What you have to do:
Starting with the first line of the listing, quote each line exactly until and including the one with "# put one point on every instance of the person", leaving pictures out.

━━━━━━

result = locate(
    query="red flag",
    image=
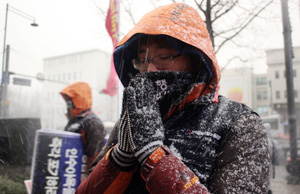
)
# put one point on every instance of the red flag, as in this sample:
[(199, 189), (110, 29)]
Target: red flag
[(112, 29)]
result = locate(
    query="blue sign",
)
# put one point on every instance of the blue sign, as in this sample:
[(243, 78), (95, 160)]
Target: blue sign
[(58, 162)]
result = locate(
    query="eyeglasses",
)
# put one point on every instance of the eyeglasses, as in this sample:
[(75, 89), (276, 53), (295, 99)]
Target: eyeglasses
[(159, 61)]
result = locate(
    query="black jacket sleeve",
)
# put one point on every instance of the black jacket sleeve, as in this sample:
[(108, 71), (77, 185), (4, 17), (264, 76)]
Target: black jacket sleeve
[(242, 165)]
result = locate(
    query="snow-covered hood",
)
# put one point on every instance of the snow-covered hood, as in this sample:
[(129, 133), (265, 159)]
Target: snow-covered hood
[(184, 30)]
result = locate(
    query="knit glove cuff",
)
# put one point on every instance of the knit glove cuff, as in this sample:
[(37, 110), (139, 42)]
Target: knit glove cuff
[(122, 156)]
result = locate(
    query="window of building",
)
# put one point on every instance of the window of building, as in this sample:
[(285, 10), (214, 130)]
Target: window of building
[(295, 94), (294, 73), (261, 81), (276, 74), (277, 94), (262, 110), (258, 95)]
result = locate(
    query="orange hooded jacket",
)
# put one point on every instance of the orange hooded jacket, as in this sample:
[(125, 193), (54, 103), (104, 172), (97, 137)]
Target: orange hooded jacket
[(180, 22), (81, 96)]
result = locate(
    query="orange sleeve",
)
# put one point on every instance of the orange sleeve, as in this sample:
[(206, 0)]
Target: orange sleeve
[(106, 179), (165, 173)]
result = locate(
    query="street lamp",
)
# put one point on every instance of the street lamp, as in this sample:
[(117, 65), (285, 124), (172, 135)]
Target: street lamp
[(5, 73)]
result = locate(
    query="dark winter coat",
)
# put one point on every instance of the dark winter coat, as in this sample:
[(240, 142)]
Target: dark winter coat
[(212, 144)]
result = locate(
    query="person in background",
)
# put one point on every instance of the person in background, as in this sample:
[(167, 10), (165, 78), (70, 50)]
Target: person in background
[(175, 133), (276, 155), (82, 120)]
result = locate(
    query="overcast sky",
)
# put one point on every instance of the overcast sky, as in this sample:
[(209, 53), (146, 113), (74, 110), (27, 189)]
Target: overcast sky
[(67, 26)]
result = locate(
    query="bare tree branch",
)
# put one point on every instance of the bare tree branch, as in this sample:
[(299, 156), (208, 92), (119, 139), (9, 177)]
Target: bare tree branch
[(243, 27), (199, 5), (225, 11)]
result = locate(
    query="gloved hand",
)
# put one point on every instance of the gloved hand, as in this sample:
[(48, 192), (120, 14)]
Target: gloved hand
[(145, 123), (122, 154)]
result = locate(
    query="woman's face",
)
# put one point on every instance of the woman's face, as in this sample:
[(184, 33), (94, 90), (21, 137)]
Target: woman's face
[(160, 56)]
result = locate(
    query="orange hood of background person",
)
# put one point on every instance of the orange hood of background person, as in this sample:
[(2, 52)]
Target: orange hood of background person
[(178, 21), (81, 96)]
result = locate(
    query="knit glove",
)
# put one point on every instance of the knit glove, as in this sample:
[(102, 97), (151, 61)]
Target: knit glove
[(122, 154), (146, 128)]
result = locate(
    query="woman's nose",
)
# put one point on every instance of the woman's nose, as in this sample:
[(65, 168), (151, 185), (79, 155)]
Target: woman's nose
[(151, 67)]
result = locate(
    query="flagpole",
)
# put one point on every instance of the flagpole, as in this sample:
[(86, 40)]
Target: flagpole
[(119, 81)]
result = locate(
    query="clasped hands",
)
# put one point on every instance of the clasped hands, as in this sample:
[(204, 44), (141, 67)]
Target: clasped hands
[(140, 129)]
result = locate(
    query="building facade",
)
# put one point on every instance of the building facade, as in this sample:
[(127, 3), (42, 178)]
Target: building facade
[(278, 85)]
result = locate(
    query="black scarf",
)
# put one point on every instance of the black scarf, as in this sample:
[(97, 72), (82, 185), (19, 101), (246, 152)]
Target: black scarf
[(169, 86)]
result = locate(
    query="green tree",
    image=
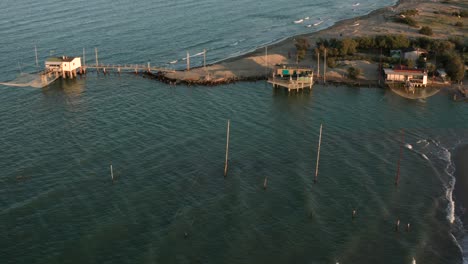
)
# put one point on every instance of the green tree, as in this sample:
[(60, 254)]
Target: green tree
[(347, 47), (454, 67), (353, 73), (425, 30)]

━━━━━━

Answer space:
result = locate(
    query="red flag",
    image=
)
# put one point on every instance of the red flag, as in this sample:
[(199, 189), (110, 29)]
Target: red flag
[(112, 29)]
result = locate(
    query="blue sign",
)
# put one point on every instance of the blue sign, as in this sample:
[(243, 78), (95, 160)]
Target: blue sign
[(58, 162)]
result = locate(
    query="eyeglasses",
)
# put one point on every instance of the eyeglasses, as in this sample:
[(75, 89), (276, 53), (295, 99)]
Target: eyeglasses
[(159, 61)]
result = locate(
    query="black jacket sleeve",
)
# put one point on every instance of the black jacket sleeve, as in this sample:
[(108, 71), (77, 185), (4, 17), (264, 76)]
Target: black jacket sleeve
[(242, 165)]
result = locate(
    query="snow-covered hood",
)
# put one point on every instance of the snow-covered hood, as in this sample:
[(129, 133), (265, 159)]
Target: snow-covered hood
[(184, 30)]
result = locate(
    query="knit glove cuff",
)
# put one point on every instance of the knit glove cuff, as in this sample:
[(37, 110), (139, 42)]
Target: knit glove cuff
[(122, 156)]
result = locate(
    query="window of building",
)
# put one point on every instance of the window of building, as in this sample:
[(285, 10), (214, 130)]
Target: window of building
[(295, 94), (294, 73), (261, 81), (276, 74), (277, 94), (262, 110), (258, 95)]
result = locate(
    query="orange hooded jacket",
)
# put one point on every instance of the orange hooded jacket, as in this sample:
[(125, 193), (54, 103), (104, 172), (97, 137)]
Target: orange hooded jacket
[(180, 22), (81, 96)]
result = locate(
    query="orange sleeve",
)
# put one point on every instance of the orange sleeve, as in this sample:
[(206, 0)]
Target: orange sleeve
[(106, 179), (165, 173)]
result = locate(
    query="street lamp",
)
# put one point on every instance of the street lamp, as in this sample:
[(117, 65), (285, 124), (172, 135)]
Target: street lamp
[(5, 73)]
result = locate(
    query="dark winter coat",
)
# put one point on every instance of the dark winter coat, as in this sample:
[(240, 142)]
Target: dark winter coat
[(212, 144)]
result = locate(
    query="person in background",
)
# put one point on every instance of the person in background, as in this sample:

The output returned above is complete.